Extrait choisi.
========================================================================
FORMATION DES GISEMENTS AURIFÈRES OROGÉNIQUES
Les gisements de type orogénique ont une importance économique majeure puisqu’ils représentent plus de 75% de l’or extrait dans le monde (Tomkins, 2013a). Les gisements aurifères orogéniques sont associés à des contextes tectoniques en compression et en transpression, syn- à post-pic métamorphique (Kerrich and Wyman, 1990; Goldfard et al., 2005; Bierlein et al., 2009). Le terme « orogénique » implique des processus liés à la formation d’orogène. Les gisements d’or orogéniques ne sont pas formés de façon uniforme au cours des temps géologiques et il existe des périodes d’accrétions favorables pour leur formation incluant la seconde moitié de l’Archéen tardif (2,8-2,55 Ga), la seconde moitié du Paléoprotérozoïque (2,15-1,75 Ga) et le Phanérozoïque (540-0 Ma) (Goldfarb et al.,2001; Tomkins et al., 2013b; Groves et al., 2016). L’Afrique de l’Ouest est actuellement la plus grosse province aurifère d’âge Paléoprotérozoïque avec une production et des ressources cumulées de plus de 10 000 t d’or (∼321 Moz – Goldfarb et al., 2017) marquée par la présence de nombreux gisements aurifères de classe mondiale . On peut citer l’exemple du gisement aurifère orogénique d’Obuasi (∼62 Moz) dans la partie sud du Ghana .
La formation de ces gisements est en lien direct avec des processus d’accrétion crustale ou de collision en contexte de subduction et peut se développer dans des environnements d’arc, d’arrière arc ou de prisme d’accrétion (Groves et al., 2003). De plus, une importante activité magmatique permet la formation et la circulation des fluides hydrothermaux à partir de la dévolatisation de l’empilement volcano-sédimentaire durant le métamorphisme prograde, le plus souvent au faciès métamorphique des schistes verts. À ces conditions, le comportement ductile-fragile facilite le transfert des fluides aurifères des niveaux sous-jacents (Goldfarb et al., 2005; Groves et al., 1998; Phillips and Powell, 2009). Les terrains ont généralement enregistré des déformations polyphasées en lien avec de grands accidents lithosphériques majeurs souvent cisaillant qui permettent la canalisation des fluides hydrothermaux et la précipitation de l’or (Groves et al., 2016).
LES GRANDS PROBLÈMES DES GISEMENTS AURIFÈRES OROGÉNIQUES
Les gisements aurifères orogéniques en comparaison avec d’autres types de gisements aurifères, restent les moins bien compris, car ils se forment à des profondeurs de 5-15 km, rendant ainsi l’étude des systèmes hydrothermaux actifs impossibles. En conséquence, plusieurs paramètres fondamentaux sur les processus de formation demeurent à préciser.
========================================================================
Entrées.
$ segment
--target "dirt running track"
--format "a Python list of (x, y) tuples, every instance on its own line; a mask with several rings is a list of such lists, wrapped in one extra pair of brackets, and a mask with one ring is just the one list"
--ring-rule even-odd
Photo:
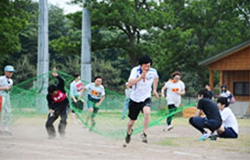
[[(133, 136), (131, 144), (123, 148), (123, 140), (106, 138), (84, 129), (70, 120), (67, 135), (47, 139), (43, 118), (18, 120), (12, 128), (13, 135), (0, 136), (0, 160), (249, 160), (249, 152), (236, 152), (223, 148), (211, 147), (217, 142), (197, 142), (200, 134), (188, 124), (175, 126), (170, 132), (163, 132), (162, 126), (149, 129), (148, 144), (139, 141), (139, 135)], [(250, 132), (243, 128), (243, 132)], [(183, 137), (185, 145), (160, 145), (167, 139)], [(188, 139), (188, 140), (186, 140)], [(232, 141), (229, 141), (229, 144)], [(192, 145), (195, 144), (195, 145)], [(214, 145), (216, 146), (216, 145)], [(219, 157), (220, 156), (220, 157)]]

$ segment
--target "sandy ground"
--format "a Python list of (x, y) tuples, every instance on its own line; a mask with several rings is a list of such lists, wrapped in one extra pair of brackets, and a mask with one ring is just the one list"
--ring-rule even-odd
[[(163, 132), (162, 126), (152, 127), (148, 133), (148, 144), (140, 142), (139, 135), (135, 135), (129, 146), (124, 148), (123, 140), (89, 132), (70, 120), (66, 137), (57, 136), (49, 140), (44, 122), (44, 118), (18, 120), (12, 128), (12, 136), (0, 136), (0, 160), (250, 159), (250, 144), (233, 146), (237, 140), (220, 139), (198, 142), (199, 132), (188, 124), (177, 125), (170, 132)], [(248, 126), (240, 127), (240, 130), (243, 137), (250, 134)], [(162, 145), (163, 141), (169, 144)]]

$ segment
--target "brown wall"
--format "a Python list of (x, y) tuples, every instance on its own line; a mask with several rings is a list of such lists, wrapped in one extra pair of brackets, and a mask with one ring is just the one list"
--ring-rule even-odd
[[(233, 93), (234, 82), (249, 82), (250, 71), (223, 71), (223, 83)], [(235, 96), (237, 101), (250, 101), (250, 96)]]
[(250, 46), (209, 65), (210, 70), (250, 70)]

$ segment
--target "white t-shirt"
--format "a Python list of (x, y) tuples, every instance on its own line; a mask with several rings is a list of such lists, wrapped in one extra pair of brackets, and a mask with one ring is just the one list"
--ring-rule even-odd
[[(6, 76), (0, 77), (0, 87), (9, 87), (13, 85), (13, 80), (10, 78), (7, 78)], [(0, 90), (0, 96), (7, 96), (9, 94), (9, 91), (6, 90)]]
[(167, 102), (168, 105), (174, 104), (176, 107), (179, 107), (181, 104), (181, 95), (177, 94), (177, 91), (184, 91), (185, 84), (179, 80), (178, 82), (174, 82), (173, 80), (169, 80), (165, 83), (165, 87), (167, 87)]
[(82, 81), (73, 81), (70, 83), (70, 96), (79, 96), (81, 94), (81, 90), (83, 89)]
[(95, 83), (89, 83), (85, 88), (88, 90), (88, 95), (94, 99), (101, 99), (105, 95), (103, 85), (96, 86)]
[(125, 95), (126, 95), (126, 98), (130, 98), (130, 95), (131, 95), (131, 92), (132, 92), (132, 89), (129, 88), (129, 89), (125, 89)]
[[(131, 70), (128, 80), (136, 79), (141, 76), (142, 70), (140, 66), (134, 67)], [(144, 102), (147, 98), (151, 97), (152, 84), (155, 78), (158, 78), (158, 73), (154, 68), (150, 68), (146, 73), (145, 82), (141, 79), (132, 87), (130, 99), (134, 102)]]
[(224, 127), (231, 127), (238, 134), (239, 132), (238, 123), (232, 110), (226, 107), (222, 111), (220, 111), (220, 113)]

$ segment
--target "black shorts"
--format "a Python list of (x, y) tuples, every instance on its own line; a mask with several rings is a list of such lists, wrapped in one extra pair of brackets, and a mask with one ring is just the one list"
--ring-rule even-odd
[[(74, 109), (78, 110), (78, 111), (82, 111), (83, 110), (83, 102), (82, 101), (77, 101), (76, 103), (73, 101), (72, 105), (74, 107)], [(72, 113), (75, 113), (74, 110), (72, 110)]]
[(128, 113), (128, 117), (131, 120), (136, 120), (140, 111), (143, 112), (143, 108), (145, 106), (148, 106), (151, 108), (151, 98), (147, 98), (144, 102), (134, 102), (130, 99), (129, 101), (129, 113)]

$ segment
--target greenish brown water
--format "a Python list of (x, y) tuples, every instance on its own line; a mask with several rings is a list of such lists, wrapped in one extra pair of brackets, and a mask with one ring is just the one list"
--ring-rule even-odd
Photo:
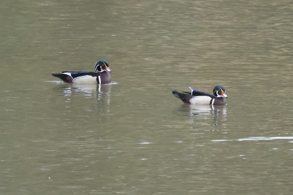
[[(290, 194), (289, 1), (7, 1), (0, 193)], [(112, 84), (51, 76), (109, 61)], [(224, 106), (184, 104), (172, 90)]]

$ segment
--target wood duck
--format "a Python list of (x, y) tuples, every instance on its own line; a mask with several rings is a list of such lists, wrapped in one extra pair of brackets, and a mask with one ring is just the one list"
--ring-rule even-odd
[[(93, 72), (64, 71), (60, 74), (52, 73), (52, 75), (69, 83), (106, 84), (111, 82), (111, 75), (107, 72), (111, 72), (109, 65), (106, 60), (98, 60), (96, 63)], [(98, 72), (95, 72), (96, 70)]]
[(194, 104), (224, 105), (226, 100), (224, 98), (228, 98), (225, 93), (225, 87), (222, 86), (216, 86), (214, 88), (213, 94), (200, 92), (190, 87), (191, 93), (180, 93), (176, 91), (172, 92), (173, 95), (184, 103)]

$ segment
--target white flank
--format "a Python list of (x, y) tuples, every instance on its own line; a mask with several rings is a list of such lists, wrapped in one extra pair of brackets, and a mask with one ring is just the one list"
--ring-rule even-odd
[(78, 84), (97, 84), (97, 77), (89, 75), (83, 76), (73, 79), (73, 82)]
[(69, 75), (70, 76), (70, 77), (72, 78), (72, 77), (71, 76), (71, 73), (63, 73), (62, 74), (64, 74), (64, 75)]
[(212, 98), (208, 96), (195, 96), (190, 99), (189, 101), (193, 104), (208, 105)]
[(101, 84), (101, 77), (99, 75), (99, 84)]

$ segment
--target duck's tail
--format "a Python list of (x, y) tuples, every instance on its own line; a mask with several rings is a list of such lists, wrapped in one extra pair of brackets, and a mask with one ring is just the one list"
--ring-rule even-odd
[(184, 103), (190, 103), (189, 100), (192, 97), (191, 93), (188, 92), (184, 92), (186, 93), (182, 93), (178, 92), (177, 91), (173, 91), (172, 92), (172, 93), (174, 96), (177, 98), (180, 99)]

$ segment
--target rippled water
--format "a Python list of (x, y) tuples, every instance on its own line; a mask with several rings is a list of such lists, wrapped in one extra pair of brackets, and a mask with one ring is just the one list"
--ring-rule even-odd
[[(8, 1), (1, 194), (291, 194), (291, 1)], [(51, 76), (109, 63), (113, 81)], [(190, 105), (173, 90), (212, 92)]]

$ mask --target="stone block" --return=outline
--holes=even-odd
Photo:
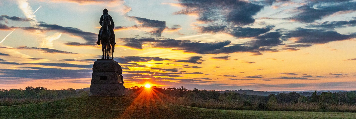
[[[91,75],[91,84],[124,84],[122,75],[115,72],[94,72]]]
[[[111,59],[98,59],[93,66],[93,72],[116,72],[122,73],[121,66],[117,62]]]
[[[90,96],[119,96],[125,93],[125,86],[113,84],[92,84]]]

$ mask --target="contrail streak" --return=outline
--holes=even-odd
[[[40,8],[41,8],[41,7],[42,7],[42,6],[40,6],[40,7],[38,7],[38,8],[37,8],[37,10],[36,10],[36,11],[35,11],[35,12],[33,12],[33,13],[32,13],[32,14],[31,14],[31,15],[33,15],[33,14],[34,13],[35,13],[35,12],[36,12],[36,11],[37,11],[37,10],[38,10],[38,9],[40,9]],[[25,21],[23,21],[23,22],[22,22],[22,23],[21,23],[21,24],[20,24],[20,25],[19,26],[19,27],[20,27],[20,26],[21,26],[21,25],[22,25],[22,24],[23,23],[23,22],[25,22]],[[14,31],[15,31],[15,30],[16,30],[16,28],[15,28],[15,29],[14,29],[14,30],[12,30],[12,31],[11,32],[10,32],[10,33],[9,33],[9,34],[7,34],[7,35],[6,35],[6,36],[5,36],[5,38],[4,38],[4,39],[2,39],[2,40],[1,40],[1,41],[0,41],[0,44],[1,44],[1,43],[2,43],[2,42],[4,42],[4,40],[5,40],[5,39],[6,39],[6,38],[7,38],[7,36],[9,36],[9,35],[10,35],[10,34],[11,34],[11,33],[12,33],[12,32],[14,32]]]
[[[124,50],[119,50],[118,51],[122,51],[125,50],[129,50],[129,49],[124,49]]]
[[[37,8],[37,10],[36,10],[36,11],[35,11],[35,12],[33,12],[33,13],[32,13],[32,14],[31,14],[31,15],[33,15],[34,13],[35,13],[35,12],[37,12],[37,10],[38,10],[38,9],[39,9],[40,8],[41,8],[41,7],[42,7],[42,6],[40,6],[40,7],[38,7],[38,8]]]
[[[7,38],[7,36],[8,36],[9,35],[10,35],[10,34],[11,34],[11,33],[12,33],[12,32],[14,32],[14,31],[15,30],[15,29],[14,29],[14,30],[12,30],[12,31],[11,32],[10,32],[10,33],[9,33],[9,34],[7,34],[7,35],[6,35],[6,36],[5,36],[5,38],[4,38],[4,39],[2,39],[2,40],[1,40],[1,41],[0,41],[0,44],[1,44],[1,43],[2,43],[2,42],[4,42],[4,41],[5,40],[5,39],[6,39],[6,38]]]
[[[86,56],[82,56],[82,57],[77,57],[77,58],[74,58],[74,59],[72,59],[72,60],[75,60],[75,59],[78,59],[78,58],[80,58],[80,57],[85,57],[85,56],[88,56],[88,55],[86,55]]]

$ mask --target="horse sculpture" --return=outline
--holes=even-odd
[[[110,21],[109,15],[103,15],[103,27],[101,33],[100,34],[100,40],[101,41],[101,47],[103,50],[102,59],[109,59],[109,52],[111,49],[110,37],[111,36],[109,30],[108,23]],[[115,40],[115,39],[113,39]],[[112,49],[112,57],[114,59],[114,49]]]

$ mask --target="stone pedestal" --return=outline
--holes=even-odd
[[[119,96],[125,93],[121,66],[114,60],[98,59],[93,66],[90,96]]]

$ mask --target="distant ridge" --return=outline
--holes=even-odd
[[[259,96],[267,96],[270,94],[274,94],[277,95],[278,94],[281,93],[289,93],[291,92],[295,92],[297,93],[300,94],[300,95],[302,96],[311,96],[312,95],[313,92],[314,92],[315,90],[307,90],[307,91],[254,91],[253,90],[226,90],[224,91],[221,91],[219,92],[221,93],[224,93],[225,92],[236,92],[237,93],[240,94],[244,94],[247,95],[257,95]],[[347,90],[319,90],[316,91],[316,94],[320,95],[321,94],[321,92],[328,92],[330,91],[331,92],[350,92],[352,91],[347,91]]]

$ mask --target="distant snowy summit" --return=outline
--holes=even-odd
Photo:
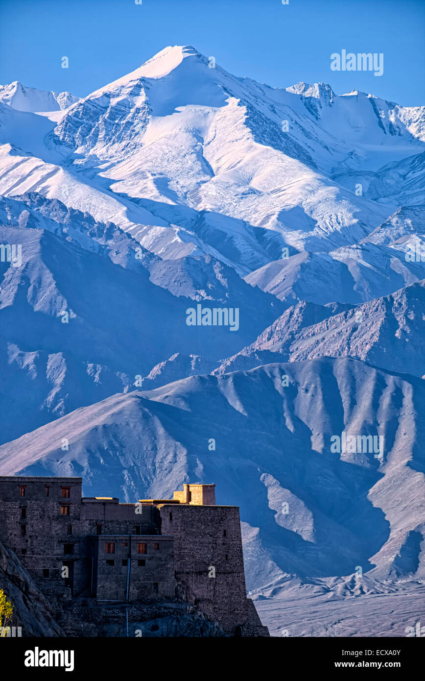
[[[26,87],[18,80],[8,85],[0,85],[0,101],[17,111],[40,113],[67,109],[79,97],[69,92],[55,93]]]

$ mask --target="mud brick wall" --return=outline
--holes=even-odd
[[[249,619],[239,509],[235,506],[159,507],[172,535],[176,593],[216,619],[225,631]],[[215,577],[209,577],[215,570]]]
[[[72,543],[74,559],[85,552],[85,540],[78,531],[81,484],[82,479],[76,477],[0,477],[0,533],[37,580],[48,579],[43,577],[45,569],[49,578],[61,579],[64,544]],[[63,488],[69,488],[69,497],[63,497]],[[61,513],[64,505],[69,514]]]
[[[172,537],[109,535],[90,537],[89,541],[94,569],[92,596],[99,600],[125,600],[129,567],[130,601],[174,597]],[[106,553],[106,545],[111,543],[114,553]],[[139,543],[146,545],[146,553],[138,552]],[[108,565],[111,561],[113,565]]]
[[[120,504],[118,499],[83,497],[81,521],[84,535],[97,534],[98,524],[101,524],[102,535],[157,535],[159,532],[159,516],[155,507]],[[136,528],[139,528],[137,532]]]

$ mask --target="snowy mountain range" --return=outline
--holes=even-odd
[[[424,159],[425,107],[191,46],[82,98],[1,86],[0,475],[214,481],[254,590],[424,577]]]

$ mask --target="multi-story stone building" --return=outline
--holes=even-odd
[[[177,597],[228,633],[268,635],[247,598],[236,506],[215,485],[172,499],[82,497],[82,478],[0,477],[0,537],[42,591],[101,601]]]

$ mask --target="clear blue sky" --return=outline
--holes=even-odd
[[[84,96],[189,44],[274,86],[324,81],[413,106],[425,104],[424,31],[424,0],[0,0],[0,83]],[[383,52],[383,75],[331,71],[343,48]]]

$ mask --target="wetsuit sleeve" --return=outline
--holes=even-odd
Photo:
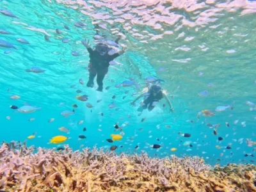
========================================================================
Tâche courte 1.
Répondez à ces questions d'après l'extrait choisi :
(a) Quelle part de l'or extrait dans le monde les gisements de type orogénique représentent-ils ?
(b) Le métamorphisme prograde se produit le plus souvent à quel faciès métamorphique ?
(c) À quelles profondeurs les gisements aurifères orogéniques se forment-ils ?
Tâche courte 2.
Recopiez mot pour mot, s'il vous plaît, le passage de l'extrait choisi qui commence aux mots « LES GRANDS PROBLÈMES » et s'arrête après les mots « demeurent à préciser. ».

Corrigé 1.
(a) Plus de 75 %.
(b) Au faciès des schistes verts.
(c) À des profondeurs de 5-15 km.

Corrigé 2.
LES GRANDS PROBLÈMES DES GISEMENTS AURIFÈRES OROGÉNIQUES
Les gisements aurifères orogéniques en comparaison avec d’autres types de gisements aurifères, restent les moins bien compris, car ils se forment à des profondeurs de 5-15 km, rendant ainsi l’étude des systèmes hydrothermaux actifs impossibles. En conséquence, plusieurs paramètres fondamentaux sur les processus de formation demeurent à préciser.